WHAT YOU HAVE TO DO: Copy all the material that follows, keeping every character the same.

DATA TO USE:
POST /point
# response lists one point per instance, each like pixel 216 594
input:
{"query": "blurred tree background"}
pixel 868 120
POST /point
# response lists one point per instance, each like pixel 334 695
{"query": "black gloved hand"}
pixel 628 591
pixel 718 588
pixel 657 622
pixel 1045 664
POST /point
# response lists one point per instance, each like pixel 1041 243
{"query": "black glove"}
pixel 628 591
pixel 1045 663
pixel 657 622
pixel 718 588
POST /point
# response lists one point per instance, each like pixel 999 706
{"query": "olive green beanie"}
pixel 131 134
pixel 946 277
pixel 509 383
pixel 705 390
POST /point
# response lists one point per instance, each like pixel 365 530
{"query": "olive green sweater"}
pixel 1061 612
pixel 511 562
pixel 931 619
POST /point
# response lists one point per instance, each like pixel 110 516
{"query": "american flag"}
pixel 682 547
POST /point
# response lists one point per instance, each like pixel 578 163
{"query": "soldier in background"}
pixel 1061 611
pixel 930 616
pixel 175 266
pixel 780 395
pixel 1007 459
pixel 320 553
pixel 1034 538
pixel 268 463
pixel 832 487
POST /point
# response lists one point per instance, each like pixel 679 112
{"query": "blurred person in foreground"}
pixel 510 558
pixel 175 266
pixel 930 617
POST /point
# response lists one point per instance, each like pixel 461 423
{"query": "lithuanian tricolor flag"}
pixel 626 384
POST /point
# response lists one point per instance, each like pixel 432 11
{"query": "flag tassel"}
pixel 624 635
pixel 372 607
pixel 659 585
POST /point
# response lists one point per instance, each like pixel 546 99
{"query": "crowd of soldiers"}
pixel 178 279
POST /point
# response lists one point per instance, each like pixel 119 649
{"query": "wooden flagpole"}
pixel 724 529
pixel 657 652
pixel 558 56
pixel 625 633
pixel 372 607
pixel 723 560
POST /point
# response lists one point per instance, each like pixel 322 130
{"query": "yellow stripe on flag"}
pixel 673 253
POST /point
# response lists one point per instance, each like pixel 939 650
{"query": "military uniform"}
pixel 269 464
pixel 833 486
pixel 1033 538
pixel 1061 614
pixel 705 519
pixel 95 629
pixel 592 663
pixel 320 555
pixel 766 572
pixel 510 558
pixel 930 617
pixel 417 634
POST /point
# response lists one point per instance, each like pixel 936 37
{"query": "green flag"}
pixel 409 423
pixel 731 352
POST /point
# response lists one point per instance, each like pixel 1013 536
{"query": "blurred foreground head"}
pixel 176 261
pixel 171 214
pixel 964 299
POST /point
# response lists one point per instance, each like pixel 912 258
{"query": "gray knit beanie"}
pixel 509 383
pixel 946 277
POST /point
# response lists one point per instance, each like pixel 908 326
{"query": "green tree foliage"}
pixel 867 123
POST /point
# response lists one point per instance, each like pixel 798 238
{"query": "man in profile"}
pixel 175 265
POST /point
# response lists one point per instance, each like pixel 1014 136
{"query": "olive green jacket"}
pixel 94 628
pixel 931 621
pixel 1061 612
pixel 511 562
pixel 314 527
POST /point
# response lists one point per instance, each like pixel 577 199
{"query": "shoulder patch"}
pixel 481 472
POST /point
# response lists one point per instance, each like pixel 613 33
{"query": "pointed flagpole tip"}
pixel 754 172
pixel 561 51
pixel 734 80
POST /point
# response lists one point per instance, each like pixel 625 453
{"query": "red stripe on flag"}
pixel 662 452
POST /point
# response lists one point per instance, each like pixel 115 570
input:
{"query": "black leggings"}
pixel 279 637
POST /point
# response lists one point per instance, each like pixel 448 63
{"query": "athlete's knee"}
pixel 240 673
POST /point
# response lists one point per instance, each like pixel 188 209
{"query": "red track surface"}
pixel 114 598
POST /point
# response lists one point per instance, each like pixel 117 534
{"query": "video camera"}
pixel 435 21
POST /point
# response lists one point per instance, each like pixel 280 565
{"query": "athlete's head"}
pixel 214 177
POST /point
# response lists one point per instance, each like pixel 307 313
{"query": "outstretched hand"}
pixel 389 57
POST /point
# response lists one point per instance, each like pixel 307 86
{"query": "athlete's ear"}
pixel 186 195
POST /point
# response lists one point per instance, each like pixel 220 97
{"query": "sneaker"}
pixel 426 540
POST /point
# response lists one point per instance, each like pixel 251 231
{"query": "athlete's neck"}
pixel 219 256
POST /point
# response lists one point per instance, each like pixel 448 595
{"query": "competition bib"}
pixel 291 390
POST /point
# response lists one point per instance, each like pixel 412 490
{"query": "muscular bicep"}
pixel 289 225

FINISHED EXERCISE:
POST /point
# response lists one point per instance, each like pixel 216 594
input:
{"query": "blurred tree background"}
pixel 868 120
POST /point
# response lists one point per instance, each like pixel 334 695
{"query": "black gloved hand"}
pixel 628 591
pixel 718 588
pixel 657 622
pixel 1045 664
POST /point
# response lists one point per instance, each like pixel 1041 243
{"query": "black glove"}
pixel 628 591
pixel 1045 663
pixel 657 622
pixel 718 588
POST /point
# response lists one point per instance, each like pixel 999 706
{"query": "olive green beanie"}
pixel 131 134
pixel 946 277
pixel 509 383
pixel 705 390
POST /point
# response lists one point per instance, each like pixel 365 530
{"query": "olive green sweater"}
pixel 1061 612
pixel 511 562
pixel 931 619
POST /point
# response lists one point per instance, each like pixel 110 516
{"query": "american flag"}
pixel 682 547
POST /point
# response lists one point per instance, each like pixel 578 163
{"query": "soldier in background"}
pixel 1061 611
pixel 930 616
pixel 175 266
pixel 780 395
pixel 1007 459
pixel 320 553
pixel 1034 538
pixel 268 463
pixel 832 487
POST /point
# response lists one point per instance, each like pixel 679 112
{"query": "blurred person in foreground"}
pixel 510 558
pixel 175 266
pixel 930 617
POST /point
# response lists one point per instance, each like pixel 461 423
{"query": "lithuanian tricolor flag"}
pixel 626 384
POST /point
# response lists one point per instance, each like pixel 432 11
{"query": "flag tassel"}
pixel 624 635
pixel 372 607
pixel 659 585
POST /point
# response lists one point per instance, each like pixel 546 99
{"query": "crowd of soldiers"}
pixel 178 279
POST /point
# response lists one point per instance, each like pixel 119 649
{"query": "wooden flagpole"}
pixel 724 529
pixel 657 652
pixel 558 56
pixel 625 633
pixel 372 607
pixel 723 560
POST /point
# response lists one point per instance, each like pixel 322 130
{"query": "yellow stripe on flag"}
pixel 673 253
POST /point
# response lists one point per instance, each like pixel 939 650
{"query": "military uniform"}
pixel 269 464
pixel 833 486
pixel 1033 538
pixel 1061 614
pixel 705 519
pixel 95 629
pixel 592 663
pixel 320 555
pixel 766 572
pixel 510 558
pixel 930 617
pixel 417 634
POST /point
# response lists one point per instance, each like pixel 936 37
{"query": "green flag"}
pixel 409 423
pixel 731 352
POST /point
# response lists one point per instance, each like pixel 1013 536
{"query": "blurred foreground head"}
pixel 176 261
pixel 171 214
pixel 964 299
POST /point
# response lists one point per instance, each like pixel 912 258
{"query": "gray knit beanie"}
pixel 509 383
pixel 946 277
POST /point
# response lists one point per instance, each like pixel 908 326
{"query": "green tree foliage"}
pixel 867 123
POST /point
# response lists one point per instance, each like pixel 798 238
{"query": "man in profile"}
pixel 175 265
POST /point
# response lists one point per instance, each like pixel 1014 136
{"query": "olive green jacket"}
pixel 94 628
pixel 931 621
pixel 1061 612
pixel 511 562
pixel 314 527
POST /point
# response lists one point per instance, each like pixel 577 199
{"query": "shoulder patch"}
pixel 481 472
POST /point
# response lists one point per instance, each like pixel 613 33
{"query": "pointed flagpole tip"}
pixel 754 172
pixel 561 51
pixel 734 80
POST /point
# response lists one point per instance, each like pixel 625 453
{"query": "red stripe on flag"}
pixel 662 452
POST /point
# response lists one point per instance, each like pixel 115 570
input:
{"query": "black leggings"}
pixel 279 637
POST /point
# response lists one point per instance, each like pixel 448 63
{"query": "athlete's knee"}
pixel 240 673
POST /point
# response lists one point per instance, each like pixel 188 209
{"query": "red track surface"}
pixel 114 598
POST /point
# response lists one point per instance, each like pixel 117 534
{"query": "video camera"}
pixel 435 21
POST /point
# response lists one point per instance, each like pixel 280 565
{"query": "athlete's head"}
pixel 214 177
POST /point
# response lists one point per instance, each like pixel 307 313
{"query": "outstretched hand"}
pixel 389 57
POST /point
# response lists one point per instance, each like pixel 307 86
{"query": "athlete's ear"}
pixel 186 195
POST /point
# response lists one point per instance, each like pixel 220 97
{"query": "sneaker"}
pixel 426 540
POST /point
# response lists one point per instance, each like pixel 251 231
{"query": "athlete's neck"}
pixel 219 256
POST /point
# response lists one point per instance, each like pixel 448 595
{"query": "competition bib"}
pixel 291 390
POST /point
# response lists one point per instance, each like pixel 412 490
{"query": "muscular bicep"}
pixel 289 225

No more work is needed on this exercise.